Spices enhance the flavour of food and can help to reduce the amount of salt used in cooking, which is good for people with high blood pressure.  Adding spices to food is also a good way to ‘tantalise the taste buds’ and there are many ways to include these in our cooking in the place of salt.

Interesting ways to include more Indian spices into your diet

  • Add turmeric to scrambled egg
  • Add curry powder to boiled rice
  • Use spices to create rubs and marinades for meats
  • Spices such as cumin and ground coriander work well in salad dressings
  • Try adding curry powder or garam masala to traditional homecooked dishes such as shepherd’s pie for an Indian twist
  • Spice up a jar of tomato cook-in-sauce with Indian spices that could include garam masala, curry powder, mustard seeds, turmeric or fresh curry leaves.
  • Try making homemade cashew nut milk with turmeric (great served hot or cold). Add 100g of raw cashew nuts, 1 tsp of turmeric powder, 1 tsp of ground cinnamon and 2 tsp of honey to a high-powered blender with 500ml of water then blitz until smooth.  You can loosen the consistency by adding more water if you like.
  • Add curry powder or garam masala to basic vegetable soup recipe or even shop-bought fresh soups for an Indian twist.

Plant-based eating

There are many benefits associated with eating more plant-based foods.  As a nation we do not eat enough fruits and vegetables with only a third of people managing to meet the five-a-day guidance (5).  Plant foods also provide a rich source of fibre that has been shown to help with good digestion and reduce the risk of heart disease, colorectal cancer, diabetes and help with weight loss.  In the UK it has been shown that less than 10% of adults achieve the recommended daily intake of 30g per day (5).

Anecdotally, many people find vegetables boring to eat and often say that they don’t enjoy the flavour.  In my experience of cooking with people, I have found that with a little inspiration, even the most disliked vegetables can be reinvented with the use of spices and become something completely different.  Spices can also be used to add an Indian twist to vegetarian dishes.

Indian spices are always a great way to spice food and these are just a few ways to turn a plain old vegetable or vegetarian dish into something that’s irresistibly delicious:

  • Rub cauliflower with curry paste and roast in the oven.

_Excerpted records_
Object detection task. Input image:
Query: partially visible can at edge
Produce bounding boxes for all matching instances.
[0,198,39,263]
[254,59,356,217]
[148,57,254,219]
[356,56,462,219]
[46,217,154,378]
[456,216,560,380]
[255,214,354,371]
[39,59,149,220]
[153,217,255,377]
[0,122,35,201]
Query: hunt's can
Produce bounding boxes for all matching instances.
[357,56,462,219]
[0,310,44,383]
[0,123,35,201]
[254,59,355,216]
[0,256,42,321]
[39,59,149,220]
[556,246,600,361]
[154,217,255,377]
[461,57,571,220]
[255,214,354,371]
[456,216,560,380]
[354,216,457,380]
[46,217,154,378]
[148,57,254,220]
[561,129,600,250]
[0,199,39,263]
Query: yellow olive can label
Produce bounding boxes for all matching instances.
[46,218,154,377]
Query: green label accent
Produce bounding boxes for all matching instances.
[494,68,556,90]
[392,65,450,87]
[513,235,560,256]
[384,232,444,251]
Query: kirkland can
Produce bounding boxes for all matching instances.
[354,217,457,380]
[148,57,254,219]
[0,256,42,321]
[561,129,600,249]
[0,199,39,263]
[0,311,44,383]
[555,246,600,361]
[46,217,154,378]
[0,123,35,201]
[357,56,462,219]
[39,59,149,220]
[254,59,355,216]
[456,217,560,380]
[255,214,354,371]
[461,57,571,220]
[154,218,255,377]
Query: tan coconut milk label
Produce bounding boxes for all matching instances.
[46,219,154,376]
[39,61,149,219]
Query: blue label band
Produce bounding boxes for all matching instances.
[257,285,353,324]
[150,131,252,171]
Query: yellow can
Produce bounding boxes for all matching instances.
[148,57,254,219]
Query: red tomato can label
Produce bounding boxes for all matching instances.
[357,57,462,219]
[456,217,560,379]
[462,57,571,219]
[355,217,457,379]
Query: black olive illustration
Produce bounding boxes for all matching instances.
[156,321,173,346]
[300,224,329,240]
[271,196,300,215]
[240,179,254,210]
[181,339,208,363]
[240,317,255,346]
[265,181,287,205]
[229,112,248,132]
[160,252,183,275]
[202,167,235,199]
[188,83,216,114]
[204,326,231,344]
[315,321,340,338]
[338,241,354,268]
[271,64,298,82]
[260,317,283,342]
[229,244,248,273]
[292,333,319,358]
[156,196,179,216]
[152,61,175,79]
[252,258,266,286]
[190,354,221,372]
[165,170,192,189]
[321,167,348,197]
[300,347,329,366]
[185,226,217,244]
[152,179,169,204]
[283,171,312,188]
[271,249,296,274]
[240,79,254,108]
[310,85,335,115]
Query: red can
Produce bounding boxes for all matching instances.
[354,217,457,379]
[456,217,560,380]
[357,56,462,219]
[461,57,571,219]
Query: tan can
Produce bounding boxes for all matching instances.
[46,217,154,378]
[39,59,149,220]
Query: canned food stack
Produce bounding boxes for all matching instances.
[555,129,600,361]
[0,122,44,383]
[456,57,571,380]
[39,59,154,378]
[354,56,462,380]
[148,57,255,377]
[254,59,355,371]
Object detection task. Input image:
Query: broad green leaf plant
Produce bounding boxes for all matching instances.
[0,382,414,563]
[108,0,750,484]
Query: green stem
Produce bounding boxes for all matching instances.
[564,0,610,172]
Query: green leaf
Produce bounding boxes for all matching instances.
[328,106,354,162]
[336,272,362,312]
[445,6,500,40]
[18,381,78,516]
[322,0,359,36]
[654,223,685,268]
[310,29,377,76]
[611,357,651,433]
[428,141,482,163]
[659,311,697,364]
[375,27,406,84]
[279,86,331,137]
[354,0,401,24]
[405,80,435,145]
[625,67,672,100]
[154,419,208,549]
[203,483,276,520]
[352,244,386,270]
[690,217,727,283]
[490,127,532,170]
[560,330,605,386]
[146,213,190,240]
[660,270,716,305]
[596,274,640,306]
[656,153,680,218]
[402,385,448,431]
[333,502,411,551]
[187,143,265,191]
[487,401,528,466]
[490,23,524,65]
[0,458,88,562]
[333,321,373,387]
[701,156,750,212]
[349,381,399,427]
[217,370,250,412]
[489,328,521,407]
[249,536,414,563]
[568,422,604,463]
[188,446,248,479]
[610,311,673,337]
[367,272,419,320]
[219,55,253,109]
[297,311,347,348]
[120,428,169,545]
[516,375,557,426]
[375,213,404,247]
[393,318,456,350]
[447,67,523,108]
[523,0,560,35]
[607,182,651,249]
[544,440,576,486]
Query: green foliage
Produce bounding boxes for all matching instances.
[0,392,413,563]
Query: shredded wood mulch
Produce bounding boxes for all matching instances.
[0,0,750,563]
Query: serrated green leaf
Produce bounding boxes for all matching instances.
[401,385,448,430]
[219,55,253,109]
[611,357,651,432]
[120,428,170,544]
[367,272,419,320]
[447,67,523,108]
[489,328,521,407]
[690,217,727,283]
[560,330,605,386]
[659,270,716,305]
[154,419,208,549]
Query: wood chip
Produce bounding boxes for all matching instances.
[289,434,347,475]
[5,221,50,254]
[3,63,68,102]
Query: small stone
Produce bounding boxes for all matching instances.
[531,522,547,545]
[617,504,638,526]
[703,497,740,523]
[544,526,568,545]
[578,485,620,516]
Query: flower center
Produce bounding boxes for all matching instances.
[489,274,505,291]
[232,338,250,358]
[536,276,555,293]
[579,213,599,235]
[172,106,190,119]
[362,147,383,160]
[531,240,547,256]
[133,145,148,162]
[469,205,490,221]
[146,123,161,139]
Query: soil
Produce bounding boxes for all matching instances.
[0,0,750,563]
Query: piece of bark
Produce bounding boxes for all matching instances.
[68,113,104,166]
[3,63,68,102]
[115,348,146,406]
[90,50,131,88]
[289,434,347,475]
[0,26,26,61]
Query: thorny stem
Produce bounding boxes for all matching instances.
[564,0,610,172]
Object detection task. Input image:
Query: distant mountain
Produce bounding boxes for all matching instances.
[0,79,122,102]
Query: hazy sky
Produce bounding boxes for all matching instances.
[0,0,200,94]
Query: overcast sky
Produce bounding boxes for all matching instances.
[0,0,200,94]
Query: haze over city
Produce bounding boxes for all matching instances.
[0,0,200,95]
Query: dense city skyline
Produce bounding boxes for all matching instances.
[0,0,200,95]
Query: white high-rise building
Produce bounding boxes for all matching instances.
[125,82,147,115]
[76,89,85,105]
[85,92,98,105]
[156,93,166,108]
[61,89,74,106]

_Things to do_
(1) According to the text on Indian spices, what share of people meet the five-a-day guidance?
(2) Please revise the part of the text on Indian spices starting with "Interesting ways to" and going on through "fresh curry leaves.", replacing "turmeric" with "paprika".
The records have no connection to the text on Indian spices.

_Answers to the exercises_
(1) Only a third of people meet it.

(2)
Interesting ways to include more Indian spices into your diet

  • Add paprika to scrambled egg
  • Add curry powder to boiled rice
  • Use spices to create rubs and marinades for meats
  • Spices such as cumin and ground coriander work well in salad dressings
  • Try adding curry powder or garam masala to traditional homecooked dishes such as shepherd’s pie for an Indian twist
  • Spice up a jar of tomato cook-in-sauce with Indian spices that could include garam masala, curry powder, mustard seeds, paprika or fresh curry leaves.